> _YOUR TASK_
Can you write out again, word for word, the entries below, starting with the line that contains "Practice step: put one dot on the window" and going on through the line that contains "Practice step: put one dot on the parked car", with both of those lines included?

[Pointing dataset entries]
• • • • • • •
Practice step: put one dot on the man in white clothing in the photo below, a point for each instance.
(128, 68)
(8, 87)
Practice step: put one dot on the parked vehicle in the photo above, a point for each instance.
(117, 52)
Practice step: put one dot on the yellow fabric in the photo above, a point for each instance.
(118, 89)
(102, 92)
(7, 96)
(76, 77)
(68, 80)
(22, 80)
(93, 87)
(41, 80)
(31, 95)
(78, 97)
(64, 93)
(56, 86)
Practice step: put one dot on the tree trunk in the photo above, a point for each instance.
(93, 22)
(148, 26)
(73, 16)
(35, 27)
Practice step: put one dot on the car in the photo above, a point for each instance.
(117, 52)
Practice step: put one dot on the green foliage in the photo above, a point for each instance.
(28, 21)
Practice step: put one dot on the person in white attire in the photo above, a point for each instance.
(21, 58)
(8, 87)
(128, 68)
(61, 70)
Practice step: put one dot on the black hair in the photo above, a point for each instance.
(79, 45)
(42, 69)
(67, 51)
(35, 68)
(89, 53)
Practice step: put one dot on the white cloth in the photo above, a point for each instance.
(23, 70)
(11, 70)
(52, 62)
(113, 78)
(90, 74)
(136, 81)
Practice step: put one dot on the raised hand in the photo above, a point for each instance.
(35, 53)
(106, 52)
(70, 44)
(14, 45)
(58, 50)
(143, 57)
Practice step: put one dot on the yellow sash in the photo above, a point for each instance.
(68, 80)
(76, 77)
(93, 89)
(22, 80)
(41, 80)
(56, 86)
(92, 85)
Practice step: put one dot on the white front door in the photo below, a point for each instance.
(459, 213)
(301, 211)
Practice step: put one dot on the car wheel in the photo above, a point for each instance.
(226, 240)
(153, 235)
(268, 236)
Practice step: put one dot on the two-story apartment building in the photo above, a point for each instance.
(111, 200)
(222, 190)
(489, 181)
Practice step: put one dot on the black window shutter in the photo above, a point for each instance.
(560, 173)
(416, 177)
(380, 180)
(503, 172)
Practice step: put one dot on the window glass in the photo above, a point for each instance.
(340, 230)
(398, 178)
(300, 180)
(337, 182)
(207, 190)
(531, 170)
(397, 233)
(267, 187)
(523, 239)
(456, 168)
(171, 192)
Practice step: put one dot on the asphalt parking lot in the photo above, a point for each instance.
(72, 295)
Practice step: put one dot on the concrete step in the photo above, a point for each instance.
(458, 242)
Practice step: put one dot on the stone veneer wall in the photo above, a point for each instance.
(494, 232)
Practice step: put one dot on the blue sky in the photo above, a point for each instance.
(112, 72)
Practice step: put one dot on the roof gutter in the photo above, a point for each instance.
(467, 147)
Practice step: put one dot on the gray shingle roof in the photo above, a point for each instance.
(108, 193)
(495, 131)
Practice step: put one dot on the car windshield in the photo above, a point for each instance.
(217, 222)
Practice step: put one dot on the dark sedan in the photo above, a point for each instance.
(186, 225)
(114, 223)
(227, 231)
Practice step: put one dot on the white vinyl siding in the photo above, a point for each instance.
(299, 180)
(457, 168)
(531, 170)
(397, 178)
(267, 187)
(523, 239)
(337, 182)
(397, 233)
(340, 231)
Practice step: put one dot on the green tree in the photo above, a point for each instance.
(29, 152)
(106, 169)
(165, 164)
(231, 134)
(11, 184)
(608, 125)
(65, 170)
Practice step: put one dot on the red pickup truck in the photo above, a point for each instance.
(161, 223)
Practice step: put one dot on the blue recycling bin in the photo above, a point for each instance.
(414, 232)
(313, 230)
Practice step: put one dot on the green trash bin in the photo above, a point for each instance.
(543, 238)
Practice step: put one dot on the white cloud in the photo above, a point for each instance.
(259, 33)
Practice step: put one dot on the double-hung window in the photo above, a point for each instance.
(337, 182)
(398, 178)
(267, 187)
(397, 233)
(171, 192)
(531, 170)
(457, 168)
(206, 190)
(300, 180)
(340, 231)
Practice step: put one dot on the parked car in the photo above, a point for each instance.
• • • • • • •
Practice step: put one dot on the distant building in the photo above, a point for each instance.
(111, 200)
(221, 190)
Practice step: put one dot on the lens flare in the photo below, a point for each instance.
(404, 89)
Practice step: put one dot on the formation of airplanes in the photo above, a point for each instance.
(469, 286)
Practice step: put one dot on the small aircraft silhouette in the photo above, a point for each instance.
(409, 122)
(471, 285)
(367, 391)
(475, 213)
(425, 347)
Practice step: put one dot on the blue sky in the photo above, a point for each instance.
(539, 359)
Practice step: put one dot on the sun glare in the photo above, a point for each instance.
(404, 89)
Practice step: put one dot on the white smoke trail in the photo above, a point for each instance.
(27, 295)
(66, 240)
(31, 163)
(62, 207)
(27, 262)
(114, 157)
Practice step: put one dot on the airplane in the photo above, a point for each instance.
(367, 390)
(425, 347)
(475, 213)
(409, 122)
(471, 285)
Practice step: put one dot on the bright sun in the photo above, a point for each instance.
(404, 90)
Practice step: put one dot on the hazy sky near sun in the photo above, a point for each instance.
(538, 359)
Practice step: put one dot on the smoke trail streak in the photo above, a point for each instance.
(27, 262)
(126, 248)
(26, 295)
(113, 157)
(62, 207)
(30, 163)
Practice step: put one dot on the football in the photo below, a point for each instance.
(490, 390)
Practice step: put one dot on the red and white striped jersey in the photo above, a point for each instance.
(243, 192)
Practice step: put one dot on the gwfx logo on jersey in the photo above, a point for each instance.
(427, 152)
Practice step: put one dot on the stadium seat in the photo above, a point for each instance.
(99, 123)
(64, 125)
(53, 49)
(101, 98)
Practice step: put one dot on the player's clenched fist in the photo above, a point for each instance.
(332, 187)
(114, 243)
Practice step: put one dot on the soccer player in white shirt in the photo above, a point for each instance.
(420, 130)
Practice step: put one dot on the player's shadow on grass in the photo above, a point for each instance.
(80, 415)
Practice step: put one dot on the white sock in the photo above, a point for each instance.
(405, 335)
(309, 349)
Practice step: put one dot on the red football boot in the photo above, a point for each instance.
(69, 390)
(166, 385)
• • • • • • •
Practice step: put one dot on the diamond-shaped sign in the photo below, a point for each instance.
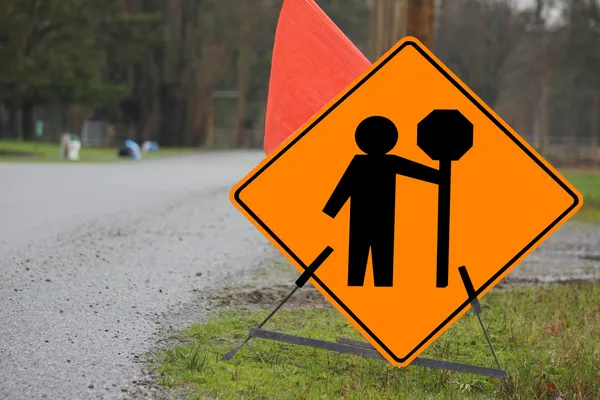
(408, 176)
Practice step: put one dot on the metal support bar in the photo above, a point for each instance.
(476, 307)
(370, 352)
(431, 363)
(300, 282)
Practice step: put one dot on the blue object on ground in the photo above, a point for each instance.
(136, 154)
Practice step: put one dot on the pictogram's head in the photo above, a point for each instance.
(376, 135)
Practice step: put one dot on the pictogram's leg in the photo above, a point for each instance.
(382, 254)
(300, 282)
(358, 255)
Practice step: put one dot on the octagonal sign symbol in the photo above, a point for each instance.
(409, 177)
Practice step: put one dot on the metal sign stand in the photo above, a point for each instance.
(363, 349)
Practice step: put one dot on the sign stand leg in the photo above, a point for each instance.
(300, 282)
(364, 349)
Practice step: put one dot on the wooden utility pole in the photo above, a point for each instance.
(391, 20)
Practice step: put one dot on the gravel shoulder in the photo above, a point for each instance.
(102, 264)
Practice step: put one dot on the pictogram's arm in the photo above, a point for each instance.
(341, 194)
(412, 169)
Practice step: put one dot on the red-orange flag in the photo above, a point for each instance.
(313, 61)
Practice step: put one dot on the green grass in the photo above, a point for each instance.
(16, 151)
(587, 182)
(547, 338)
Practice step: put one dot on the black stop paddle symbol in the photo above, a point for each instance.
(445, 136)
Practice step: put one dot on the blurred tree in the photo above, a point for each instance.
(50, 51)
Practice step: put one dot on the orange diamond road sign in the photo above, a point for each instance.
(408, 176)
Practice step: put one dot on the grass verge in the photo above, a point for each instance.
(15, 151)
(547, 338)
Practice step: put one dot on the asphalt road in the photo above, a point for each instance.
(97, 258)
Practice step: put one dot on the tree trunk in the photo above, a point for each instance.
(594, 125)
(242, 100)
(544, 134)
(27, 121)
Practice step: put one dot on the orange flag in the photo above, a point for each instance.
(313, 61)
• • • • • • •
> _SOLUTION FOR THIS TASK_
Practice step: put one dot on the window glass in the photo above, a point for each instance.
(340, 230)
(398, 178)
(300, 180)
(337, 182)
(207, 190)
(531, 170)
(397, 233)
(267, 187)
(523, 239)
(456, 168)
(171, 192)
Practice step: put one dot on the asphalt parking lot in the photo above, a point for each instance.
(72, 295)
Practice step: put one dot on the concrete step in the photo above, a point for each instance.
(458, 242)
Practice step: put one dot on the stone veneer wall in the photo above, a point for each instance.
(494, 232)
Practice step: put one dot on the blue sky in the photo above, a point for each instance.
(112, 72)
Practice step: put one dot on the roof gutter in the photo above, a point for each instance.
(467, 147)
Practice step: put one dot on the gray shingle roof in the photo above, a point for each instance.
(108, 193)
(495, 131)
Practice step: put one dot on the car windshield in the photo above, a point for each instance.
(217, 222)
Practice step: put one dot on the dark sedan in the photo above, a point for each instance.
(186, 225)
(114, 223)
(227, 231)
Practice step: put one dot on the white vinyl siding in the photo above, a point for each instance.
(299, 180)
(457, 168)
(531, 170)
(397, 178)
(267, 187)
(523, 239)
(337, 182)
(397, 233)
(340, 231)
Practice step: put one dot on the green tree in the photo above, a point for each instance.
(29, 152)
(106, 169)
(165, 164)
(231, 134)
(11, 184)
(608, 125)
(65, 170)
Practice step: put one dot on the red pickup truck in the photo above, a point for each instance.
(161, 223)
Practice step: put one dot on the blue recycling bin in the photo above, a point for each instance.
(414, 232)
(313, 230)
Practice step: put one dot on the green trash bin in the photo above, a point for each instance.
(543, 238)
Practice step: put one dot on the white cloud in the photo above, a point for each instance.
(259, 33)
Practice step: put one dot on the double-hung window in the photo above, a point for each instance.
(337, 182)
(398, 178)
(267, 187)
(397, 233)
(171, 192)
(531, 170)
(457, 168)
(206, 190)
(300, 180)
(340, 231)
Practice step: put one dot on the parked car in the photo above, a point for each instance.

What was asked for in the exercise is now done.